▶ **BRIEF 1**
Reproduce the passage of the post on albums from 1979 from "My second choice" to "win a Grammy.".
▶ **BRIEF 2**
Name every song by the Police that the post on albums from 1979 mentions.

▶ **TEXT PROVIDED**
────────

Okay, okay. Okay. Okay, right? I’ve been tardy again with this once-a-month series on albums of 40 years ago, and no one’s tougher on me about it than myself. (Yes, I do have the self-knowledge to realise that no one else really cares…)
Anyhoo. 1979. September/October I would’ve been starting my sixth year at Auchmuty High, that gleaming pillar of learning, with half an eye to the escape promised by the filling in of my University choices. Then, the form you filled in was called an UCCA form; now it’s UCAS. Everything changes, everything evolves. Meantime the redemptive power of rock and roll, in its various formats, continued to soundtrack my every waking moment.
That said, there were slim pickings in September. I was aware of the Slits, and liked their attitude: that’s not to say I ever owned their album, released that month 40 years ago. Much of their story has now been told by Viv Albertine, whose two memoirs have got rave reviews in recent years. Not read them yet, but I probably should.
My second choice is along similar lines of something I should have been listening to back then, but probably wasn’t: with songs from the likes of Jackson Browne and Issac Hayes and David Porter, Bonnie Raitt’s album Glow sounds good on paper. I’ve mainly included it for the fun fact that it was one of the first albums to be recorded and mixed digitally. Yeah, really!
Elsewhere, the Eagles squeezed out a follow up to Hotel California, The Long Run. Knackered after relentless touring on the back of their best known album, internecine squabbling and a personnel roster that might as well have had a revolving door fitted, the band’s original plan to release a double album imploded over the 18 months it took to get this ten-song effort out. To be fair, ‘Heartache Tonight,’ co-written by Henley and Frey with Bob Seger and J D Souther, did win a Grammy.
Speaking of long-anticipated follow ups, October saw the release of Tusk, Fleetwood Mac’s next album after Rumours. Predictably, it failed to measure up. How would it, really? According to one report, recorded in a ‘cocaine blizzard,’ Lindsey Buckingham’s paranoia about being left behind by punk and new wave led to some bizarre sound experiments, including him getting them to sing into microphones taped to the studio floor. Although that was maybe just to get back at Stevie Nicks.
It was a commercial disaster, only selling 4 million copies compared to the 10 million selling Rumours. The title track was quite funky to be fair.
October otherwise brought a far better harvest. One album I definitely did own at one stage was Regatta de Blanc, one of the Police’s top-selling albums. It’s long since disappeared from my collection, but at the time, the singles ‘Message in a Bottle,’ and ‘Walking on the Moon,’ as well as other tracks like ‘Bring on the Night,’ and ‘The Bed’s too Big Without You,’ seemed cutting edge. Not many bands cite the Police as an influence these days.

────────

[Object detection data]

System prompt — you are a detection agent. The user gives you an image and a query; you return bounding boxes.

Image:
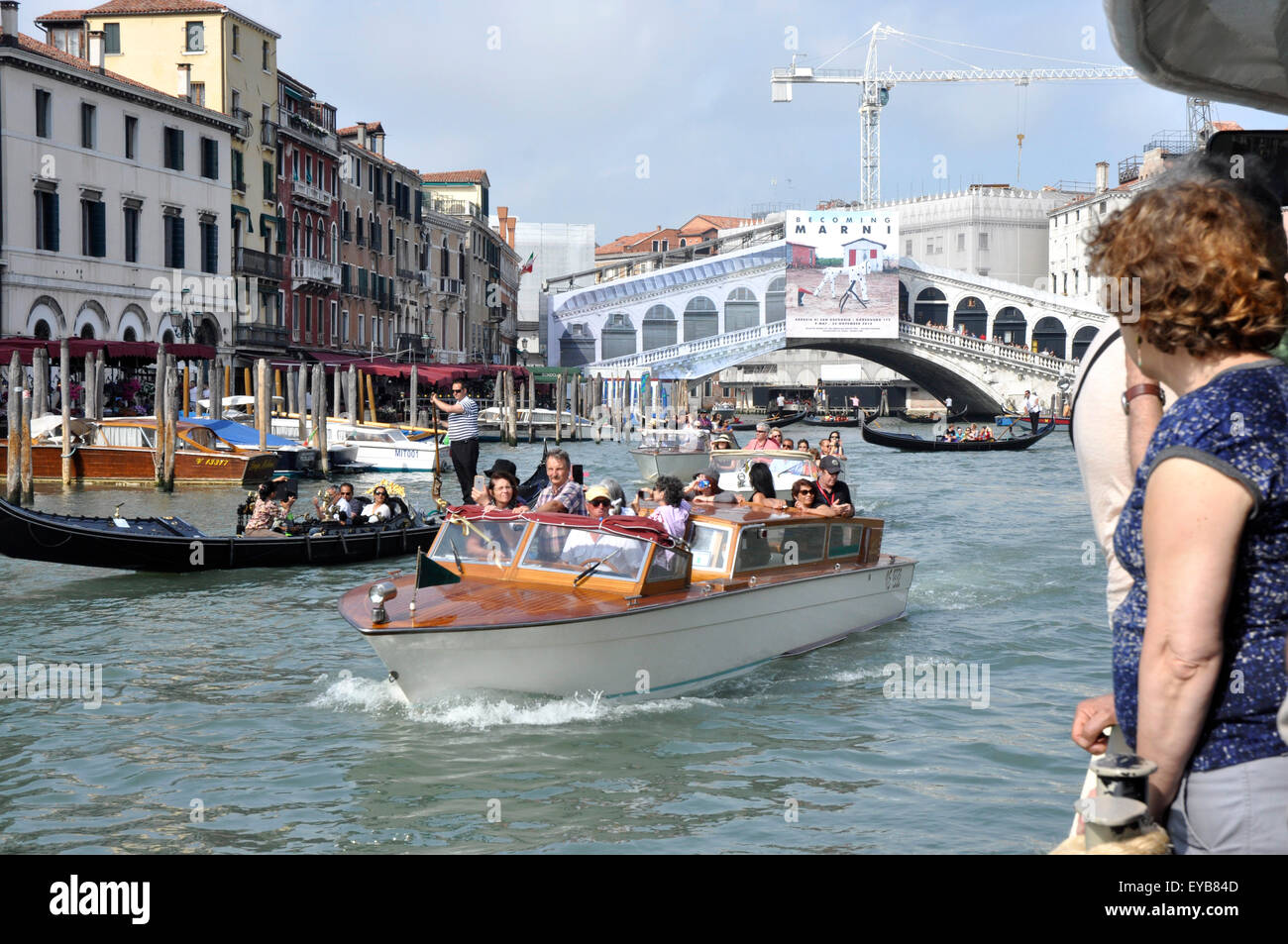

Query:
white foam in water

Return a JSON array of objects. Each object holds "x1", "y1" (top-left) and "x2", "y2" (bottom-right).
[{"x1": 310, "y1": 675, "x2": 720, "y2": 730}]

────────

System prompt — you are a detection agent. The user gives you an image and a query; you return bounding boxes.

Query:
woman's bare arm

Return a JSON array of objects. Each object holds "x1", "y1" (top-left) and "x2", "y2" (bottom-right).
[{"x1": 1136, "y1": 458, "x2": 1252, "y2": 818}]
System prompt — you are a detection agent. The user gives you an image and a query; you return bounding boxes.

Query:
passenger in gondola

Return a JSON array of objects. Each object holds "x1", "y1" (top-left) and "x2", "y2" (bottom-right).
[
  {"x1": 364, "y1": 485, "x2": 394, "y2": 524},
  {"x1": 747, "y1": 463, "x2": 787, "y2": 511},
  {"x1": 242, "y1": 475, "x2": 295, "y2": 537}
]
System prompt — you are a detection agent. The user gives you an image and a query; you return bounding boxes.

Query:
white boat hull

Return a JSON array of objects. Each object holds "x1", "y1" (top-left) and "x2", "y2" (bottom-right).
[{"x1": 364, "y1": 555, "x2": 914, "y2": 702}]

────────

▶ **CORRECT RESPONSE 1**
My second choice is along similar lines of something I should have been listening to back then, but probably wasn’t: with songs from the likes of Jackson Browne and Issac Hayes and David Porter, Bonnie Raitt’s album Glow sounds good on paper. I’ve mainly included it for the fun fact that it was one of the first albums to be recorded and mixed digitally. Yeah, really!
Elsewhere, the Eagles squeezed out a follow up to Hotel California, The Long Run. Knackered after relentless touring on the back of their best known album, internecine squabbling and a personnel roster that might as well have had a revolving door fitted, the band’s original plan to release a double album imploded over the 18 months it took to get this ten-song effort out. To be fair, ‘Heartache Tonight,’ co-written by Henley and Frey with Bob Seger and J D Souther, did win a Grammy.

▶ **CORRECT RESPONSE 2**
- Message in a Bottle
- Walking on the Moon
- Bring on the Night
- The Bed's too Big Without You